### [DESCRIPTION OF THE TASK]
Look in the data below for the line that contains "Locate the beige bed comforter". Copy that line and the remaining lines exactly.

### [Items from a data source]
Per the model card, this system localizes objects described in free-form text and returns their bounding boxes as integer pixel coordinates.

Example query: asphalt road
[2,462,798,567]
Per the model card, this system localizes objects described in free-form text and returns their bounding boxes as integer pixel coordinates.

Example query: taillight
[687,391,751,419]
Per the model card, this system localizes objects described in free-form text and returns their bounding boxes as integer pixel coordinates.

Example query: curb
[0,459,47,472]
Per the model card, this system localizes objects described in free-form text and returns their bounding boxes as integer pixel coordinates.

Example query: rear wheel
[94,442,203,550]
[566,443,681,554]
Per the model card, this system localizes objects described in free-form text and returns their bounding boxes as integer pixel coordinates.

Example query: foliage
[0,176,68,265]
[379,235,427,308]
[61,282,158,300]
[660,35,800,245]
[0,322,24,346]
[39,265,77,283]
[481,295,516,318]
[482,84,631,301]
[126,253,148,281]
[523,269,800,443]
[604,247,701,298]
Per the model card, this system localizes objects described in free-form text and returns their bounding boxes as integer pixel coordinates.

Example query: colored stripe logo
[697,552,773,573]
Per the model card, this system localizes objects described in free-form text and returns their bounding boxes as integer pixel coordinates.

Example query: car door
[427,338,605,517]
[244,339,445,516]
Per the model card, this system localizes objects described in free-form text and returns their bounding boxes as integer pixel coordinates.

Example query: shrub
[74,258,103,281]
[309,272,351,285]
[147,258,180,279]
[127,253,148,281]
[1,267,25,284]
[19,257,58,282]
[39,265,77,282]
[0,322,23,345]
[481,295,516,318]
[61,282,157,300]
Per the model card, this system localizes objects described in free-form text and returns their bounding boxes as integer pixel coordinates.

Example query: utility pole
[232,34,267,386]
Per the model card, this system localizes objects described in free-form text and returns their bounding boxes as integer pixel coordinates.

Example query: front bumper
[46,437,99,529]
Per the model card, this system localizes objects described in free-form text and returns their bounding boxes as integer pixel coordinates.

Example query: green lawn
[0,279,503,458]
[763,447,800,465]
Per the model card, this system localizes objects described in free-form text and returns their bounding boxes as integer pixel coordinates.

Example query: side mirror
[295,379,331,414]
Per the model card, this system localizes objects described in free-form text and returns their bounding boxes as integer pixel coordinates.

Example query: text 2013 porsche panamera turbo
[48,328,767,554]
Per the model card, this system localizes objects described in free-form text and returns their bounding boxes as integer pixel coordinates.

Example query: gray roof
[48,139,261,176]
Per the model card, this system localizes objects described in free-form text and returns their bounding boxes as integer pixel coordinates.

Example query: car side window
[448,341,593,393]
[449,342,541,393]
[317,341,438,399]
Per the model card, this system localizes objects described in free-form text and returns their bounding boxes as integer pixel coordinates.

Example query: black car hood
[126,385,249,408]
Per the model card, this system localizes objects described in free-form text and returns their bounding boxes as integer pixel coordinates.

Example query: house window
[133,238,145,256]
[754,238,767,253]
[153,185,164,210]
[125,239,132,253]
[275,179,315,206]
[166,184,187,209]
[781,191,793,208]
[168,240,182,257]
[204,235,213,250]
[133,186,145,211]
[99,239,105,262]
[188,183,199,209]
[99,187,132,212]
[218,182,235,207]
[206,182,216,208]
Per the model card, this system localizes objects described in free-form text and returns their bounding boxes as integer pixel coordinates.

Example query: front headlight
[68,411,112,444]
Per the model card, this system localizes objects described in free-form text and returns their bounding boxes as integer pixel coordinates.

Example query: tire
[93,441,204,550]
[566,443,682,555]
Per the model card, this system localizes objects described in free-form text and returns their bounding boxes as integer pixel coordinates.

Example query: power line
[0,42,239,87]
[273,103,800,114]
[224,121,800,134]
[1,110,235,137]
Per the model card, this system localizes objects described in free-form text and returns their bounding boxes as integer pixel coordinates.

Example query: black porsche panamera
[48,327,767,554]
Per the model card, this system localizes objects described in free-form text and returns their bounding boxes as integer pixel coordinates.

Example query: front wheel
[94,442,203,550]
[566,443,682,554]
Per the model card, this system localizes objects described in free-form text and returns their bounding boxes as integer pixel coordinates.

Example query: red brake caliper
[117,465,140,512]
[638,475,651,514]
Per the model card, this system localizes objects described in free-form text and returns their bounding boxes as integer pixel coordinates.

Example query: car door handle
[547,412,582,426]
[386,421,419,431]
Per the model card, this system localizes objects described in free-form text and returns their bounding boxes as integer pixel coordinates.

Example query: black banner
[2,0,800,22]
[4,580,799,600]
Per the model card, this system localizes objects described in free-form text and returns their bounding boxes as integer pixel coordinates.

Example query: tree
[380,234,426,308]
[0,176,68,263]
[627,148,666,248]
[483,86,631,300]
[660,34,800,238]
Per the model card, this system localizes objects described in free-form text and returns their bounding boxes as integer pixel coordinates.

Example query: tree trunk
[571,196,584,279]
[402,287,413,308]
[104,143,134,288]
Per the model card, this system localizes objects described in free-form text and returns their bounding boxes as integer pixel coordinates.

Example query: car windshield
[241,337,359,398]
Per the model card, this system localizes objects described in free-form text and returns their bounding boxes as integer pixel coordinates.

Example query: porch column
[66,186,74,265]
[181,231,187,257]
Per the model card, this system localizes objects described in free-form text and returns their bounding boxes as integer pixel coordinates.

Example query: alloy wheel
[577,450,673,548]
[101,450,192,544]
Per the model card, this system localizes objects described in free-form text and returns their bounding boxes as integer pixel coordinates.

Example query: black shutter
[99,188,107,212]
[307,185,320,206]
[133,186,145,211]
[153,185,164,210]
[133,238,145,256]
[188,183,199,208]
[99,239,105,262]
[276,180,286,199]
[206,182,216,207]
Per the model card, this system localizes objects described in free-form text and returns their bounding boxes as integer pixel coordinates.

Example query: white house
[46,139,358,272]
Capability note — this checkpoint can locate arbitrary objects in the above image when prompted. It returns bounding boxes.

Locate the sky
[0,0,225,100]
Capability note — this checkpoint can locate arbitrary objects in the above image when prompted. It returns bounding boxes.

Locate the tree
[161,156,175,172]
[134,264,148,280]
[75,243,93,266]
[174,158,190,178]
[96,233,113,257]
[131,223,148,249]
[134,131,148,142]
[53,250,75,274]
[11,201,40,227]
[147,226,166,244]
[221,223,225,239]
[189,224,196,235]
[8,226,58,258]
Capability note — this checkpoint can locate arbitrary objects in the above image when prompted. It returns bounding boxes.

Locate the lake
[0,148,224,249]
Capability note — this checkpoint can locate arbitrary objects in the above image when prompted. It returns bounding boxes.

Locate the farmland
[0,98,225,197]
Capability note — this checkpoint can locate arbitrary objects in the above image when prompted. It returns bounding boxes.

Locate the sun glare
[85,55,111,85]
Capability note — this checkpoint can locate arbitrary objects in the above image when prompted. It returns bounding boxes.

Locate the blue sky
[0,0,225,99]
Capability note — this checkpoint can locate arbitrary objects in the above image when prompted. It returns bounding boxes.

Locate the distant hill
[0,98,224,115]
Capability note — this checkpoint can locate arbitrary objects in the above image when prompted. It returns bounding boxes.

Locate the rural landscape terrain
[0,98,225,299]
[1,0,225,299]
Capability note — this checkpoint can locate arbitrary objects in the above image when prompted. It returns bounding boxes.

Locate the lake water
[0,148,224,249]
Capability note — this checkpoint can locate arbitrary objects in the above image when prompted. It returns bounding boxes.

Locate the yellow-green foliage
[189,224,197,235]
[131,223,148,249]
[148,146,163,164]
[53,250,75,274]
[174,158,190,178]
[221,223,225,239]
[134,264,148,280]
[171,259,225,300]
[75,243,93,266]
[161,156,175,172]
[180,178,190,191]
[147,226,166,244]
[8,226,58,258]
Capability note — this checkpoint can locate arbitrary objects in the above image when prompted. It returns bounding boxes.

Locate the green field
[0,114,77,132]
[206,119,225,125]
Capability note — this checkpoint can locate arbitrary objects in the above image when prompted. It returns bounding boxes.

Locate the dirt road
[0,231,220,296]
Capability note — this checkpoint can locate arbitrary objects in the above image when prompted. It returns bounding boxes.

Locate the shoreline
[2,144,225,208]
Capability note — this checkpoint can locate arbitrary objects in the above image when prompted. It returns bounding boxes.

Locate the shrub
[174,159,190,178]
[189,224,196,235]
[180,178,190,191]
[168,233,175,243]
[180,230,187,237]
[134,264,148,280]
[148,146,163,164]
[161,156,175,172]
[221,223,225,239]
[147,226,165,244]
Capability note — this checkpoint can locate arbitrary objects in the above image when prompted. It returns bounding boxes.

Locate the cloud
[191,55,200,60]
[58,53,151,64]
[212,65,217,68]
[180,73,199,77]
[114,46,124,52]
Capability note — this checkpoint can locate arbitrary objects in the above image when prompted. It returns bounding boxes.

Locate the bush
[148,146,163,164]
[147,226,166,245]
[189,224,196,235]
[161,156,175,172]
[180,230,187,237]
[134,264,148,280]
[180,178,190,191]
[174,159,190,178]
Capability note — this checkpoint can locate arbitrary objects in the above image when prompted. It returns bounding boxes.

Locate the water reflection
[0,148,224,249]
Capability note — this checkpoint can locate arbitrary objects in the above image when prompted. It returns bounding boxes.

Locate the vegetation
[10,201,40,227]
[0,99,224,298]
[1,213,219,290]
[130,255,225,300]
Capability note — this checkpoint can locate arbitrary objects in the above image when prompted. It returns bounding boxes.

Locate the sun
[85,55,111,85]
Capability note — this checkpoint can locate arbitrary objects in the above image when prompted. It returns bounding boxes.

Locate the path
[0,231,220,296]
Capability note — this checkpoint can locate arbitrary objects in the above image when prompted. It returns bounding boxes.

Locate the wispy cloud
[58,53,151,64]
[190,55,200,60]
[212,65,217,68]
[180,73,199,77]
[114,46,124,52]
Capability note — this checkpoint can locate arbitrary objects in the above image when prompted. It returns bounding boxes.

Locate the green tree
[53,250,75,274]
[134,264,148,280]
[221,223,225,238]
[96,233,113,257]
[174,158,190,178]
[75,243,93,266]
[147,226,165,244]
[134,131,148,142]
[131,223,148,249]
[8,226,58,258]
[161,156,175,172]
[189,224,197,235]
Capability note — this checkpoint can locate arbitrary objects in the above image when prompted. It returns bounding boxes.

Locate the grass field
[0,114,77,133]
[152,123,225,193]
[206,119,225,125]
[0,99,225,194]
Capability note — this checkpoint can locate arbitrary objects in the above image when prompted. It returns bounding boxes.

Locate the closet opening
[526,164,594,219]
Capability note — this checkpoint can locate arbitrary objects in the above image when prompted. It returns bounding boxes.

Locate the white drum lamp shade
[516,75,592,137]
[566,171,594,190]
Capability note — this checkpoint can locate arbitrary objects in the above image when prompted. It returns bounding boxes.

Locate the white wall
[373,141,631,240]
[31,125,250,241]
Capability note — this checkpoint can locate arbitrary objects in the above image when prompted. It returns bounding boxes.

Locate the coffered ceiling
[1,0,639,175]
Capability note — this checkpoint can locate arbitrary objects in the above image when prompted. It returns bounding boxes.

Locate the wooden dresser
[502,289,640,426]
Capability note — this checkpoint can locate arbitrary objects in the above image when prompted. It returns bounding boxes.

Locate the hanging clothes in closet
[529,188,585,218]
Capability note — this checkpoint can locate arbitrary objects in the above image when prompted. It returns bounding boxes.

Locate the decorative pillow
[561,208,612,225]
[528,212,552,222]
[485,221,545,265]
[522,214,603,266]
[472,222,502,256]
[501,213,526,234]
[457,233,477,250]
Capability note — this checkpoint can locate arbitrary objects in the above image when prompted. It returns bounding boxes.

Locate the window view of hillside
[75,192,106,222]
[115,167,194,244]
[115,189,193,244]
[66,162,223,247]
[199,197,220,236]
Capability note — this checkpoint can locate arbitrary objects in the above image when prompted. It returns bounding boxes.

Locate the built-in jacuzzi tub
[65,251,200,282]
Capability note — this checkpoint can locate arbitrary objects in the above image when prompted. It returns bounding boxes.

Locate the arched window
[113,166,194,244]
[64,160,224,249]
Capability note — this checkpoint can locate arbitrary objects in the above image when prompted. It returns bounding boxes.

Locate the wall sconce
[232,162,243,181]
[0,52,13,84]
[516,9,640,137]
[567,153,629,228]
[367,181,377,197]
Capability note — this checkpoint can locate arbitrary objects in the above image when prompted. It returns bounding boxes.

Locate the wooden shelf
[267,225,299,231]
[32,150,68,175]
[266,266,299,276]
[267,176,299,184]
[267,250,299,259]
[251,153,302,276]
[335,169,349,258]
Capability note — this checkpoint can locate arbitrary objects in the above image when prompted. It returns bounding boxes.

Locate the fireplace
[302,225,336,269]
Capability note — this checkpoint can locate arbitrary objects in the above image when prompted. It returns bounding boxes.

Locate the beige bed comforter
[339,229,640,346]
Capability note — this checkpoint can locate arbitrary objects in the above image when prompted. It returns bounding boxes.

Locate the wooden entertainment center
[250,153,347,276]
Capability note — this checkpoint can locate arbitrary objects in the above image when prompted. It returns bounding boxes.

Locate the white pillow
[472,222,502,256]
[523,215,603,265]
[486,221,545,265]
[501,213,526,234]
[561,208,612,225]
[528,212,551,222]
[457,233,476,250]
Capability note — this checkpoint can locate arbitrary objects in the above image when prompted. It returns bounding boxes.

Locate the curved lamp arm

### [OUTPUT FOR THIS EXERCISE]
Locate the beige bed comforter
[339,229,640,346]
Capability note — this checkpoint can locate arbitrary objects in the above image when prompted. It returns bounding boxes.

Locate the wooden entertainment center
[250,153,347,276]
Capability note — this checkpoint can locate arbitrary objects in the above image when prompted. It returns bounding boxes.

Locate the white pillow
[472,222,502,256]
[523,215,603,265]
[486,221,545,265]
[501,213,526,234]
[561,208,612,225]
[528,212,551,222]
[457,233,476,250]
Capability note — this checkpoint can locate arbitrary objects in the above image when prompted. It returns bounding boxes.

Locate the curved lamp arm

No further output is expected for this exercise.